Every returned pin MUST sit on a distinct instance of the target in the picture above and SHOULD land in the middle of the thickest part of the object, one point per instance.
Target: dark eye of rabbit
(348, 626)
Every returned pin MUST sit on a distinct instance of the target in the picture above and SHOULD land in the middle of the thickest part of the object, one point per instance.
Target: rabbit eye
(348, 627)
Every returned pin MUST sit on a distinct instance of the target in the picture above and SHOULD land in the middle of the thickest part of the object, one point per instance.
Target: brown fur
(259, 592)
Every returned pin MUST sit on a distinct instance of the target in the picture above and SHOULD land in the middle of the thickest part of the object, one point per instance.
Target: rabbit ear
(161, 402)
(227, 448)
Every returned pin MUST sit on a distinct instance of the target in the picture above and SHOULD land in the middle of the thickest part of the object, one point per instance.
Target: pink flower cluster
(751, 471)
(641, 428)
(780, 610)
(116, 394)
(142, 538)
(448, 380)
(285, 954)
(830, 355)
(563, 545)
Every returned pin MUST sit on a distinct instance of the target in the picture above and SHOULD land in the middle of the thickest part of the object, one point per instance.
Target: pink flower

+++++

▸ **Description of the task**
Please rescale the coordinates in the items above: reproduce every line, requests included, but multiply each coordinate in the answers by 0.8 and round to whole numbers, with halves rounded up.

▸ **Exercise result**
Every returned pin MUST sit on a distinct instance of the target in the picture above and SHOULD land in the middle of the thickest part of the object, one point per instance.
Target: dark eye of rabbit
(278, 501)
Every returned pin MUST sit on a distinct instance of the target in the picture above and SHOULD land in the middle of the thickest part of the object, one point per instance.
Target: rabbit eye
(278, 502)
Every returned pin MUST sit on a distinct instance of the target in the picture above and SHOULD land in the middle of the thickest part of the object, one point per instance.
Target: brown fur
(207, 474)
Every returned pin MUST sit on a distinct instance of the target in the picture above and SHOULD land in the middle of the thickest part of the object, one point per instance.
Target: rabbit ear
(129, 322)
(182, 358)
Every returned pin MUST sit on a distinct instance of the target in the picture above and SHOULD land in the middle of the thickest part of the object, one point per instance.
Target: pink flower cluster
(601, 377)
(513, 342)
(624, 488)
(93, 315)
(114, 430)
(358, 304)
(228, 763)
(664, 284)
(450, 436)
Every returned pin MUST sit on a distinct instance of the target in the picture above and SHOULD land in the middle of the thickest part of the object, one point per instance.
Target: pink flower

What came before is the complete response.